• [Tasks to complete]
**A)** Repeat everything in the Iron March text below, from "Iron March was" down to "Iron March content.", word for word.
**B)** Write what comes next in the Iron March text below, picking up after its last sentence.

• [Text for analysis]
------------------------------------------------------------------------

Iron March
- Website type: Web forum
- Available in: English, with sub-forums in multiple languages
- Dissolved: November 2017
- Successor: Fascist Forge
- Creator: Alisher Mukhitdinov
- Website: ironmarch.org (archived)
- Commercial: No
- Launched: 2011
- Current status: Defunct

= Iron March =

Neo-fascist and Neo-Nazi web forum

Iron March was a neo-fascist web forum open from 2011 to 2017. The site attracted neo-fascist and neo-Nazi members, including militants from organized far-right groups and members who would later go on to commit acts of terror. People linked to Iron March have been connected to 100 hate crimes.
After the site closed, former users moved to alternative websites and social networking services, such as Discord. In 2019, an anonymous individual leaked the database that hosted all Iron March content.

==History==
Russian nationalist Alisher Mukhitdinov (who goes by the moniker "Alexander Slavros") founded the online message board Iron March in 2011. Mukhitdinov is a Russian-Uzbek related to Nuritdin Mukhitdinov, a former communist leader of Uzbekistan.

------------------------------------------------------------------------

• [Information provided]
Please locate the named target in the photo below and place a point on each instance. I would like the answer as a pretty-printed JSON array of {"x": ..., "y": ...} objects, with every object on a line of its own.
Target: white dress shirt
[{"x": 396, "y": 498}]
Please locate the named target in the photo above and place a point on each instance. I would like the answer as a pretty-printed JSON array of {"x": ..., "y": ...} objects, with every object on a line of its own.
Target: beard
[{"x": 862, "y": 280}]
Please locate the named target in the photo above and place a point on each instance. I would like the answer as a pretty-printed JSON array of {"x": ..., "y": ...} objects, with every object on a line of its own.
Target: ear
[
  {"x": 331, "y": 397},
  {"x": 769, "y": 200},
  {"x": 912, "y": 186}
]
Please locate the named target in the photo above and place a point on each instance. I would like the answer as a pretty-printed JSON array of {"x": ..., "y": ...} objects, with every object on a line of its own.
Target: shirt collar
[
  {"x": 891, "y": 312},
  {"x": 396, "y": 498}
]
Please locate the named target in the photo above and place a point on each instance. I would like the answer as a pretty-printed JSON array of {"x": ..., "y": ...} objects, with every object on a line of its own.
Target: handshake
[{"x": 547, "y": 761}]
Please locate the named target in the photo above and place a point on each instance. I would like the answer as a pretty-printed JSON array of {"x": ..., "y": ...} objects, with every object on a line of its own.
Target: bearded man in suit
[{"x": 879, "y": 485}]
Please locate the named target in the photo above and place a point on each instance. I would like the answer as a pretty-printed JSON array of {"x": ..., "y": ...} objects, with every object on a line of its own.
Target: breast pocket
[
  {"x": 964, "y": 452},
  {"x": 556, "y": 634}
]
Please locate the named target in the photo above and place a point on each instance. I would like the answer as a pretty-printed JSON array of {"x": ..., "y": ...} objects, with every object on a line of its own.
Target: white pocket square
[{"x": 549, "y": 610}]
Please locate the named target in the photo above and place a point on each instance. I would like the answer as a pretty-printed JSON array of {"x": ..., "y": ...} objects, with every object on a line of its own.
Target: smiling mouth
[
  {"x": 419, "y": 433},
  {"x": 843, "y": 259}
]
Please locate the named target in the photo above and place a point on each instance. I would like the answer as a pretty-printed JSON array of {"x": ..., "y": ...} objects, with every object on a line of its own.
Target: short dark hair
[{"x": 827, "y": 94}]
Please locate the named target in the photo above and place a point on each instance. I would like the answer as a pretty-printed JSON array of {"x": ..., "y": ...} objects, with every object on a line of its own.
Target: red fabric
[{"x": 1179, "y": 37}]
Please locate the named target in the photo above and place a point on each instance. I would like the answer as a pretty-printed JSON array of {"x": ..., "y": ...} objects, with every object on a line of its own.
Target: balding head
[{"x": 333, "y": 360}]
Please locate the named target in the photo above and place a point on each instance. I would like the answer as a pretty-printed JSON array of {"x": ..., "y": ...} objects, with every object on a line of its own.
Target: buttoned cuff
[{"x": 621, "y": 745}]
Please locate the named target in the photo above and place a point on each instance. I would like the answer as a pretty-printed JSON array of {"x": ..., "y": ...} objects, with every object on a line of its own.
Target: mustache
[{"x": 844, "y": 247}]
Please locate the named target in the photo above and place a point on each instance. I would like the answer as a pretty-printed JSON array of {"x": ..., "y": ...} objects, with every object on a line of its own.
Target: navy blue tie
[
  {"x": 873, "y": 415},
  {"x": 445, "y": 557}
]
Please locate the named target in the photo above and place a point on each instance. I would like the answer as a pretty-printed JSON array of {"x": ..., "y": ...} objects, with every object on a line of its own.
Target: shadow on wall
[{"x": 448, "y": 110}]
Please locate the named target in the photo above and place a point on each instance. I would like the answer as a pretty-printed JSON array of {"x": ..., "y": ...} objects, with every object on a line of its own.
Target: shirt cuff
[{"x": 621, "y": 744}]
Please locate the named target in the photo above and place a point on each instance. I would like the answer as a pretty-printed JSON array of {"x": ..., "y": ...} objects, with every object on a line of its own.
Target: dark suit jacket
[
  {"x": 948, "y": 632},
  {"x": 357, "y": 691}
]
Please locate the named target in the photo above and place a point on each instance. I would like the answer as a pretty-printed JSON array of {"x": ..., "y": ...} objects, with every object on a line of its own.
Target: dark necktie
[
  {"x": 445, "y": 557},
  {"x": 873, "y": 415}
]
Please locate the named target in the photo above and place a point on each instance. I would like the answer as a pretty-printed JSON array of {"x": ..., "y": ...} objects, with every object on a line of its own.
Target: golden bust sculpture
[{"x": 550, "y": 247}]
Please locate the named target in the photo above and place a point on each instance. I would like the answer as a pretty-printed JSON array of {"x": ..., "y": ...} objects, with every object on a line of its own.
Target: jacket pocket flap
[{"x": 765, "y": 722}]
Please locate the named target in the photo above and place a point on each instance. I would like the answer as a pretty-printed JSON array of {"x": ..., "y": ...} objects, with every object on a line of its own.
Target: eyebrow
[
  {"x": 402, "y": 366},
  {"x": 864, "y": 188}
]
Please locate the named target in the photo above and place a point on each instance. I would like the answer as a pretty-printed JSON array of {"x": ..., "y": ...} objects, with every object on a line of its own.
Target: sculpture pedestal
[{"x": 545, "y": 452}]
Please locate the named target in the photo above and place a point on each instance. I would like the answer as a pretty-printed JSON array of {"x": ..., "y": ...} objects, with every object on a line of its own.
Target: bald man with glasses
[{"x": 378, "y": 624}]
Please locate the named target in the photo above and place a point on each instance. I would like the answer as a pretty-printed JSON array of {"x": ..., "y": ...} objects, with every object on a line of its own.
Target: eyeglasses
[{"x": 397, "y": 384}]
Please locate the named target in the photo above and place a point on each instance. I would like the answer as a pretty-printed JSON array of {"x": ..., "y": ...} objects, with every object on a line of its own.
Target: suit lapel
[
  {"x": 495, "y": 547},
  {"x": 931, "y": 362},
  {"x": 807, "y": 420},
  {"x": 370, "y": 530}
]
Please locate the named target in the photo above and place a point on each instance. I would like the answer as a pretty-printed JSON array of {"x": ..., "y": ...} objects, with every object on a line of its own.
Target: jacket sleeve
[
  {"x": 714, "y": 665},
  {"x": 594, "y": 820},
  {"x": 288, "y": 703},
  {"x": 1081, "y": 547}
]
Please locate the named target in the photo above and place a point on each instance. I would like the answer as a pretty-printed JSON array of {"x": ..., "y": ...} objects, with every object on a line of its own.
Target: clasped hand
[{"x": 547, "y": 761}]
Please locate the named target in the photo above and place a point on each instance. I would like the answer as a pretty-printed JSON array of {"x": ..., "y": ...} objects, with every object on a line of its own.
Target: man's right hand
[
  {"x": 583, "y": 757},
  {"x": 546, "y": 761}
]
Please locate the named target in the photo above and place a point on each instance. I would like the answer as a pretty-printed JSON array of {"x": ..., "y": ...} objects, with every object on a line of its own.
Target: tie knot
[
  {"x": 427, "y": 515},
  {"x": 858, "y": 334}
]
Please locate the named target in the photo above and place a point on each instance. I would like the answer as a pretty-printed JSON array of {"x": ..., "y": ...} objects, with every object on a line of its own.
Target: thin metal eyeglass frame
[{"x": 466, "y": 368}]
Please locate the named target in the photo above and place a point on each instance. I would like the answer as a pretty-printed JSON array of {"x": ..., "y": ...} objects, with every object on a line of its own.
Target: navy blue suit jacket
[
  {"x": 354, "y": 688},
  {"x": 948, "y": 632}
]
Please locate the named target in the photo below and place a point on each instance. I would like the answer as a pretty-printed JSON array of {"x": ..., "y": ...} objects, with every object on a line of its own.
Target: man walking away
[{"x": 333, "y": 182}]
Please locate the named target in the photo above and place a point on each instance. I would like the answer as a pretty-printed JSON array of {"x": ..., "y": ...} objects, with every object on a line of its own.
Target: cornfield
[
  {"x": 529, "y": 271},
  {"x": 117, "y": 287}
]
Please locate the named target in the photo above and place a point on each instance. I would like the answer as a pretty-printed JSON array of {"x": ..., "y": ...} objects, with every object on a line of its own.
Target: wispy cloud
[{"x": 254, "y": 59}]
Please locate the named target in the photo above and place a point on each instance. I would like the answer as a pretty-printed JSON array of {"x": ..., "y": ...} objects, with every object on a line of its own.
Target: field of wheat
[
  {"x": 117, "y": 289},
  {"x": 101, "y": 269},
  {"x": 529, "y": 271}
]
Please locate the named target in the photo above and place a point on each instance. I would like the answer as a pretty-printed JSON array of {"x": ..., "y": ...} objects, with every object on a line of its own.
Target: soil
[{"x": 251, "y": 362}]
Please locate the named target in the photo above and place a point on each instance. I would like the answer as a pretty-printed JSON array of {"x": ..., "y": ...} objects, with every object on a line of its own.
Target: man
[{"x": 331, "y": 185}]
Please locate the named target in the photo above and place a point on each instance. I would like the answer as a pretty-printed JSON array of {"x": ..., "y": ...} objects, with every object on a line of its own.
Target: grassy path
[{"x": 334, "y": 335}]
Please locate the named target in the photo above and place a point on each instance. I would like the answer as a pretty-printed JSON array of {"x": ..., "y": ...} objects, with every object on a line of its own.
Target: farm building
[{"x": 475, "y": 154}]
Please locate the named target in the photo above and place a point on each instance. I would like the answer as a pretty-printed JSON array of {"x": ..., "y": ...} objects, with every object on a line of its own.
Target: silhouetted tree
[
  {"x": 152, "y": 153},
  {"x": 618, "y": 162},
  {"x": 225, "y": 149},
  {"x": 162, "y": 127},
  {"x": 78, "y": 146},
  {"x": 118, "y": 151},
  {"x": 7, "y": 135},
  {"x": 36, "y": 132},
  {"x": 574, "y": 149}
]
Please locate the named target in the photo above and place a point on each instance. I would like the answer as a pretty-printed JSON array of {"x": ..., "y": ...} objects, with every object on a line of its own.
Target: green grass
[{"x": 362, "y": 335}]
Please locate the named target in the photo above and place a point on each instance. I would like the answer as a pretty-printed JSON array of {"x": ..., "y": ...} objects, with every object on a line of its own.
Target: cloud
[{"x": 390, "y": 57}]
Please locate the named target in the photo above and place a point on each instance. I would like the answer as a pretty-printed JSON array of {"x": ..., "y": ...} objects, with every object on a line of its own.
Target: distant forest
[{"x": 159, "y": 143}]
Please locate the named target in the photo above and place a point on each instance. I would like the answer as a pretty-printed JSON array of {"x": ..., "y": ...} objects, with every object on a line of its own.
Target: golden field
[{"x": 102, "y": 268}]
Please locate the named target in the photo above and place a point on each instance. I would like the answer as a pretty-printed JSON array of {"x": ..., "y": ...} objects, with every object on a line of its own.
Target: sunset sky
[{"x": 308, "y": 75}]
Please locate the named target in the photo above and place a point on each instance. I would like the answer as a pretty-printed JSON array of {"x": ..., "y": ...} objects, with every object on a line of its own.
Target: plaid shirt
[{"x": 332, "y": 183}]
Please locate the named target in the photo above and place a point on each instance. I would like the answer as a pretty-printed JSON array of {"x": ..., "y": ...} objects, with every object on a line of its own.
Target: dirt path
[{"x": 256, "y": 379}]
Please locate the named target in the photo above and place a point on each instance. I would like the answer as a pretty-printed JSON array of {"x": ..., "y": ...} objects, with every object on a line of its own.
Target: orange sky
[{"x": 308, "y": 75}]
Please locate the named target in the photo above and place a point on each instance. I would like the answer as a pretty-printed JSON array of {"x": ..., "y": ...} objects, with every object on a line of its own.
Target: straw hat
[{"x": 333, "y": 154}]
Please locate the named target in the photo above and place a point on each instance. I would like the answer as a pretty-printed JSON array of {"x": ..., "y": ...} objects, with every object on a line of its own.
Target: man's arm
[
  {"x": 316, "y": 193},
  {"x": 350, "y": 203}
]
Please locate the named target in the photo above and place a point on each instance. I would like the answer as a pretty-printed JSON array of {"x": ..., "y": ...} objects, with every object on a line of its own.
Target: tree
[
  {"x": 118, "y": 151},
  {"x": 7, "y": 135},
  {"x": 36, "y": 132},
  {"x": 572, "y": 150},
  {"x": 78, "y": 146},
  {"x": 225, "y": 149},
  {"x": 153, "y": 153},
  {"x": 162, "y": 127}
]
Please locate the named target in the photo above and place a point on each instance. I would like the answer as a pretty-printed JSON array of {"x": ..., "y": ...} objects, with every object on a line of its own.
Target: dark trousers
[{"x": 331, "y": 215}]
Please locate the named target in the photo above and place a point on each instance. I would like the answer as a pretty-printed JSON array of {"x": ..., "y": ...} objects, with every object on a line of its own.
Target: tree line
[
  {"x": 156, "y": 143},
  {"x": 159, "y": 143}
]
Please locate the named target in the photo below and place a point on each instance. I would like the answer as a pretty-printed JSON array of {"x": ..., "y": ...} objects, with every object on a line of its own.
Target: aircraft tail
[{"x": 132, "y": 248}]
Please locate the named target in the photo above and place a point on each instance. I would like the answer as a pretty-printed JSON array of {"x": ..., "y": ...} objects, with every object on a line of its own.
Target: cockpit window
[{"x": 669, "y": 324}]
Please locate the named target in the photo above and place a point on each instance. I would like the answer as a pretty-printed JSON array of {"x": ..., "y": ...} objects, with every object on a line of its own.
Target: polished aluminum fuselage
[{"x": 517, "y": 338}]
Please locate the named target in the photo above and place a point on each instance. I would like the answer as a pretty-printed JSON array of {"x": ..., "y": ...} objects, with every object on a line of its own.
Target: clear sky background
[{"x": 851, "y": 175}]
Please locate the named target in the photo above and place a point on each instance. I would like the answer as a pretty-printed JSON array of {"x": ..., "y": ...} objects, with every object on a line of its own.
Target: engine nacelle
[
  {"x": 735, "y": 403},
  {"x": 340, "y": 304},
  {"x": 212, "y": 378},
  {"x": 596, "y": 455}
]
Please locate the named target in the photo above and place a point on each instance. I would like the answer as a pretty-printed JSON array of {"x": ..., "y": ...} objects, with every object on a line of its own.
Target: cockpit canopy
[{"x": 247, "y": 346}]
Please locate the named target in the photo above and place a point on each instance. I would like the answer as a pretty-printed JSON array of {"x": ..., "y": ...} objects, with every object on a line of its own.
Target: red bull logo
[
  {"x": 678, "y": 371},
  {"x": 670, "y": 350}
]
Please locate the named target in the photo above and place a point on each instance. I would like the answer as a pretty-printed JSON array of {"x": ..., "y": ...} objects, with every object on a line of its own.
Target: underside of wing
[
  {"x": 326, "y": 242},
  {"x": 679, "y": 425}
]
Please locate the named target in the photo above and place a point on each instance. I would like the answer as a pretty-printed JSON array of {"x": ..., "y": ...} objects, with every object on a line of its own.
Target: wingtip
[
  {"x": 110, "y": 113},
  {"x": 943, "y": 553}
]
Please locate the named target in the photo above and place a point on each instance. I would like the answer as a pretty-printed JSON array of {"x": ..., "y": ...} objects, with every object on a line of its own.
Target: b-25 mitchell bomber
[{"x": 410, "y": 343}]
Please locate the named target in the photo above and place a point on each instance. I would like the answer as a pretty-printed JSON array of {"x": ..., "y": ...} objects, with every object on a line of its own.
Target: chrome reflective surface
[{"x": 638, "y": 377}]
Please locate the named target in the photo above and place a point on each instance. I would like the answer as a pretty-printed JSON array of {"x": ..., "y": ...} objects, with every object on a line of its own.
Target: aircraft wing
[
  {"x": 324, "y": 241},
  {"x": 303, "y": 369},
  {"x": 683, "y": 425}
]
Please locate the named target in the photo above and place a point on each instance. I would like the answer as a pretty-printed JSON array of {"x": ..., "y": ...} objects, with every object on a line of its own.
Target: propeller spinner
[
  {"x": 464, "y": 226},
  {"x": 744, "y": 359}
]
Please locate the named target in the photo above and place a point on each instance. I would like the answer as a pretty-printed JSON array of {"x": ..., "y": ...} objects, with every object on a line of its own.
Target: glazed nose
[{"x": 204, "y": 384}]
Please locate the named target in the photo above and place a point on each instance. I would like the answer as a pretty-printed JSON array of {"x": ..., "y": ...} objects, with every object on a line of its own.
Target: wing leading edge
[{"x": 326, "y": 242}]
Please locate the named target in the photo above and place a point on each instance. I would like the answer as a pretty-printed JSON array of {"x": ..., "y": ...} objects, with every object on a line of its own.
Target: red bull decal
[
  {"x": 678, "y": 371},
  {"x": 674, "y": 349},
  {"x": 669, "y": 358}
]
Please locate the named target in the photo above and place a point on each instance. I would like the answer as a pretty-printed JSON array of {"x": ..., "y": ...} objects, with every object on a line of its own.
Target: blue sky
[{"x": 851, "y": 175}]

------------------------------------------------------------------------

• [Exercise responses]
**A)**
Iron March was a neo-fascist web forum open from 2011 to 2017. The site attracted neo-fascist and neo-Nazi members, including militants from organized far-right groups and members who would later go on to commit acts of terror. People linked to Iron March have been connected to 100 hate crimes.
After the site closed, former users moved to alternative websites and social networking services, such as Discord. In 2019, an anonymous individual leaked the database that hosted all Iron March content.

**B)**
Iron March became a platform for militant neo-fascist and neo-Nazi violent extremist organizations, including the Nordic Resistance Movement, National Action, Azov Battalion, CasaPound, and Golden Dawn. The forum's users organized a number of violent neo-Nazi groups, including the Atomwaffen Division, Antipodean Resistance, and National Action. Some of the board's members were later linked to several acts of terrorism and murder, such as the murder of an anti-fascist in Helsinki in September 2016. A group consisting of Serbian Combat 18, "MC Srbi", and Atomwaffen Division also used the forum to traffic firearms.

The userbase embraced the accelerationist ideology of James Mason, a neo-Nazi militant and associate of Charles Manson. Members of Iron March republished and popularized Mason's book Siege and its brand of explicitly neo-Nazi terrorism. According to the Southern Poverty Law Center:

[Iron March] became home base for those who were personally invested in Neo-Nazism, Fascism, and organized White extremism on a global scale. [...] through total immersion in Mason's teleology, now, they are challenging the established far-right and far-left with their eagerness to perpetrate violence.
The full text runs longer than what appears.